**Entries shown:**
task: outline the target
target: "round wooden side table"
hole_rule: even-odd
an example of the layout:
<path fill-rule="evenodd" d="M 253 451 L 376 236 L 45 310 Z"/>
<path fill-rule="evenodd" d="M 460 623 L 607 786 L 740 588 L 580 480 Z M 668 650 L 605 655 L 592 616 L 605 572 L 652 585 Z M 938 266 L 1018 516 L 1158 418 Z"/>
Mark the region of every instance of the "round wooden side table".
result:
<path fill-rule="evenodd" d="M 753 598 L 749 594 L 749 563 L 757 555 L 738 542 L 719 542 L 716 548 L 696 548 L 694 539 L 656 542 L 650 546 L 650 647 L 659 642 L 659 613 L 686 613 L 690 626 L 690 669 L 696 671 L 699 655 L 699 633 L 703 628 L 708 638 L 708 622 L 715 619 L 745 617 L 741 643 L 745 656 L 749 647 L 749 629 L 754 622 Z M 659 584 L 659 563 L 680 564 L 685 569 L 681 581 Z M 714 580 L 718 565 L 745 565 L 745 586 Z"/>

* * *

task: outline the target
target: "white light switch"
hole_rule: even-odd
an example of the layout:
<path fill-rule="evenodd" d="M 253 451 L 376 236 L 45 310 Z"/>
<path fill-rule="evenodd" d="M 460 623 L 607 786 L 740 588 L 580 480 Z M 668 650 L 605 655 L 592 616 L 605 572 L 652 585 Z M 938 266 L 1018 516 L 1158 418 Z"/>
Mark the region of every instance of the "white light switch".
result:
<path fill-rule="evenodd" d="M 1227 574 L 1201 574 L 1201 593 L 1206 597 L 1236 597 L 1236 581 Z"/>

**Aim of the task:**
Copy out each line of the material above that contains the string "region".

**The completed task:**
Mark the region of every instance of the "round wooden side table".
Mark the region of every instance of the "white light switch".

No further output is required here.